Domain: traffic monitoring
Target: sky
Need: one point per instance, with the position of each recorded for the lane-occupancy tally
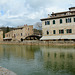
(20, 12)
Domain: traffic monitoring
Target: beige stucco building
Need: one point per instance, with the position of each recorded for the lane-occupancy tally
(59, 26)
(19, 33)
(1, 35)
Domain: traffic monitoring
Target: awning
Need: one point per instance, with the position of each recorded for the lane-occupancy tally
(58, 37)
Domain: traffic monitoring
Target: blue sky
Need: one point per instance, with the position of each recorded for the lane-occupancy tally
(19, 12)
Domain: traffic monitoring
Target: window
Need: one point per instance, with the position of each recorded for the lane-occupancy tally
(69, 30)
(53, 21)
(28, 28)
(21, 34)
(47, 22)
(47, 32)
(68, 20)
(54, 32)
(74, 19)
(60, 21)
(61, 31)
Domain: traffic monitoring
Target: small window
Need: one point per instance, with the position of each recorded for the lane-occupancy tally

* * *

▸ What to do
Return the full listing above exactly as written, and omit the pictures.

▸ Answer space
Domain: traffic monitoring
Target: sky
Need: one point per instance, with the position of each recorded for the lane-occupancy tally
(20, 12)
Domain: traffic monitoring
Target: beige stucco building
Need: one point per instance, with the position of each recorded for the lane-occupancy tally
(59, 26)
(19, 33)
(1, 35)
Domain: traffic monitoring
Target: awning
Need: one point per instance, with the position of each recorded for the lane-occupancy tally
(58, 37)
Domain: traffic monitoring
Target: blue sky
Need: one point per instance, with the position of each recorded for the lane-occupancy tally
(19, 12)
Domain: traffic monitoring
Target: window
Need: one point per instance, with the position of each recorded for the lane-occupancy tally
(69, 30)
(53, 21)
(28, 28)
(21, 34)
(47, 22)
(47, 32)
(68, 20)
(54, 32)
(74, 19)
(60, 21)
(61, 31)
Domain: traffic monitoring
Target: small window
Need: one point per instance, with the position of each recorded for the lane-occupancy tally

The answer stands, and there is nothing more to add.